+++ Given records +++

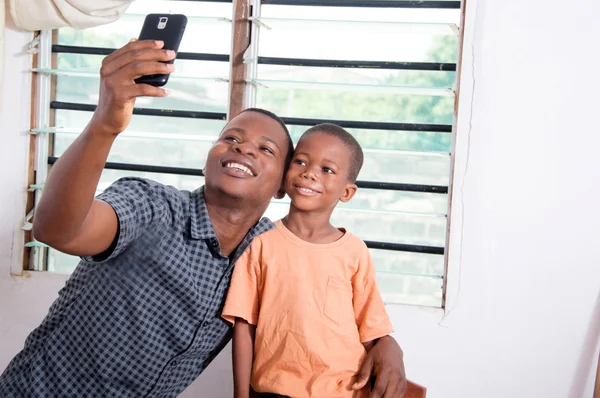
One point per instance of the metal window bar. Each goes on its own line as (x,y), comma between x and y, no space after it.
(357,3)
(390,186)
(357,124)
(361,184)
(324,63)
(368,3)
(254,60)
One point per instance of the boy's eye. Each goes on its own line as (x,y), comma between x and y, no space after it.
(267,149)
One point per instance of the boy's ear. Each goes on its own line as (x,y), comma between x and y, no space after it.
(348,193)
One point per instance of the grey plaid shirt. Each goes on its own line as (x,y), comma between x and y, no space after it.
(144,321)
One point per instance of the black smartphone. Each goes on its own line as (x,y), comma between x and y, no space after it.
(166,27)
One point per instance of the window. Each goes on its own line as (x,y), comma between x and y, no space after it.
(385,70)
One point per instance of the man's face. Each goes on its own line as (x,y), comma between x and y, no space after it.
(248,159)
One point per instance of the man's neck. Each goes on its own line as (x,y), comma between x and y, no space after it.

+++
+++ Given records +++

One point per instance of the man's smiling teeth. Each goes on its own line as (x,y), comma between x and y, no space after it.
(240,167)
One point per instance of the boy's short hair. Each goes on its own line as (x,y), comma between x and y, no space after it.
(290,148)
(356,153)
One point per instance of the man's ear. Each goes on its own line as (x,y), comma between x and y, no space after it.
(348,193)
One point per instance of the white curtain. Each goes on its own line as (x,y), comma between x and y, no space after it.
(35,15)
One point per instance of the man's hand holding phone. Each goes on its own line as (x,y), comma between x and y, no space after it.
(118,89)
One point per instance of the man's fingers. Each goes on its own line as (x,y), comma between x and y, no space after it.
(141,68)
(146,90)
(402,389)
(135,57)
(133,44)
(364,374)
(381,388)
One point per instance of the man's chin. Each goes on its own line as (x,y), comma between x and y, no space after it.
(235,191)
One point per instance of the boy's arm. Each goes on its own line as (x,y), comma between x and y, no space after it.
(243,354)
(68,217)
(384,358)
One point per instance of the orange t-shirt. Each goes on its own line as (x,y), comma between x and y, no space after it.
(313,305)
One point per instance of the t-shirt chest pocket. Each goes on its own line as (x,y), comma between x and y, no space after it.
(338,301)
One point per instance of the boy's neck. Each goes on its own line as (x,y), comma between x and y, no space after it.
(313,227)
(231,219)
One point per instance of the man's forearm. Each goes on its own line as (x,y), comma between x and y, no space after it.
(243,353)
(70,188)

+++

### To be done:
Return each line of the rows above that contains the string "window". The match is case-sensitive.

### Output for this task:
One point per instance of the metal window bar. Each goes on its own line as (x,y), comma between x and y, no space after it.
One point per instance of the window. Each goes on its own line as (x,y), comma between x and y, no space after it.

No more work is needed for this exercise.